▸ **PASSAGE TO READ**
⁂

Diabetes in Pregnant Women

A hundred years ago many children died of illness before reaching adulthood. Better treatment is allowing most of them to survive now, and among them are less robust young women, many of whom have children. These women cause special problems for the obstetrician and make up a great deal of his antenatal work. By careful control of the pregnancy most of these women carry throgh normally and bear normal children, usually by a natural delivery. In order to ensure this, constant vivilance is required throughout pregnancy and much patience is often needed on the part of the mothe while undergoing treatments that appear boring and pointless to her at the time. She must remember that these very treatments have brought many women with conditions similar to her own through to a safe delivery. The incidental conditions, some serious and others trivial, will be dealt with in turn.

⁂

▸ **Stored records**

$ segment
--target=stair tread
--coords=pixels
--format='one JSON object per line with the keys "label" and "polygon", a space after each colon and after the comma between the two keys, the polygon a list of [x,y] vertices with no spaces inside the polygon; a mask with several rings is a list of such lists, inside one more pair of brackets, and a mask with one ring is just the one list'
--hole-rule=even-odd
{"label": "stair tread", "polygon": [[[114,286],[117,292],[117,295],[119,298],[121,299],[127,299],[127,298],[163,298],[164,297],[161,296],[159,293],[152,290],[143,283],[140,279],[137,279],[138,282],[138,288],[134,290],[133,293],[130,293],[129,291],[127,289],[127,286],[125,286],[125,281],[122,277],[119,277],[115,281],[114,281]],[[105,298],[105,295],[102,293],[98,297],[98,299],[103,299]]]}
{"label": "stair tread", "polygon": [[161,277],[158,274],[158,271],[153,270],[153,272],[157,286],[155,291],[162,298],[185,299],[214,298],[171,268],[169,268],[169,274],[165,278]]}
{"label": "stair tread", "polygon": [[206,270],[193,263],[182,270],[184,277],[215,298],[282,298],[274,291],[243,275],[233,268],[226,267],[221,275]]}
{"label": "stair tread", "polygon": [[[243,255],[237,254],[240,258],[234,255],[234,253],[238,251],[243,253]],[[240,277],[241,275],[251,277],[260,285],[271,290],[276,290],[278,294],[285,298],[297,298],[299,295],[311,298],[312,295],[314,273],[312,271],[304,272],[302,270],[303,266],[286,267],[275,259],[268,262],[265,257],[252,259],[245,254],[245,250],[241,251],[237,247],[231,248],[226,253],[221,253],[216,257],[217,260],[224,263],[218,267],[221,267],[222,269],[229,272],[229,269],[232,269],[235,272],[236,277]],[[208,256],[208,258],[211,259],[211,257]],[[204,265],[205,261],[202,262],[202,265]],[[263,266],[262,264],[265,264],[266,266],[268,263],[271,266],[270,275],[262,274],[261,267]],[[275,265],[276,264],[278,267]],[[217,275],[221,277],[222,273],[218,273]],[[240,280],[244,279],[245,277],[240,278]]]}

⁂

▸ **WHAT THIS EXERCISE ASKS**
a - From the passage on diabetes in pregnant women, extract the text starting with "A hundred years" and going on through "with in turn.".
b - Answer these questions from the passage on diabetes in pregnant women.
(i) A hundred years ago, what did many children die of before reaching adulthood?
(ii) By what kind of delivery do most of these women usually bear their children?
(iii) What does the passage say will be dealt with in turn?
c - Carry on the passage on diabetes in pregnant women from its last sentence.

▸ **ANSWERS TO THE EXERCISE**
a -
A hundred years ago many children died of illness before reaching adulthood. Better treatment is allowing most of them to survive now, and among them are less robust young women, many of whom have children. These women cause special problems for the obstetrician and make up a great deal of his antenatal work. By careful control of the pregnancy most of these women carry throgh normally and bear normal children, usually by a natural delivery. In order to ensure this, constant vivilance is required throughout pregnancy and much patience is often needed on the part of the mothe while undergoing treatments that appear boring and pointless to her at the time. She must remember that these very treatments have brought many women with conditions similar to her own through to a safe delivery. The incidental conditions, some serious and others trivial, will be dealt with in turn.

b -
(i) Illness.
(ii) A natural delivery.
(iii) The incidental conditions, some serious and others trivial.

c -
With the advent of insulin in 1924, diabetics were given the chance to lead normal lives. The likelihood of a diabetic now becoming pregnant is almost as good as for any other woman and, with special care, a normal infant is produced.

This is a great contrast with the situation thirty to forty years ago when diabetic patients rarely became pregnant and, if they did so, were in grave danger of losing the infants', if not their own lives.

Hospital Care

A diabetic woman who becomes pregnant should attend the ante-natal clinic of a hospital that is used to dealing with such cases. The blood-sugar levels will have to be checked frequently as the urine tests may be misleading. A high carbohydrate diet (about 300 grammes per day) is advisable and the insulin dosage will have to be watched carefully.

Because of the increased risk to the baby, a pregnant diabetic woman should be admitted to hospital in the seventh or eighth month and the infant may be delivered before full term, if necessary by operation. These methods have been shown to produce the best chance for the baby. After delivery it is common for the diabetic condition to be temporarily improved and the dose of insulin must again be watched carefully.

The babies of diabetic women are usually big and tend to lose a lot of weight in the first week. This is usual and need not worry the mother. Feeding of the infant is likely to be normal.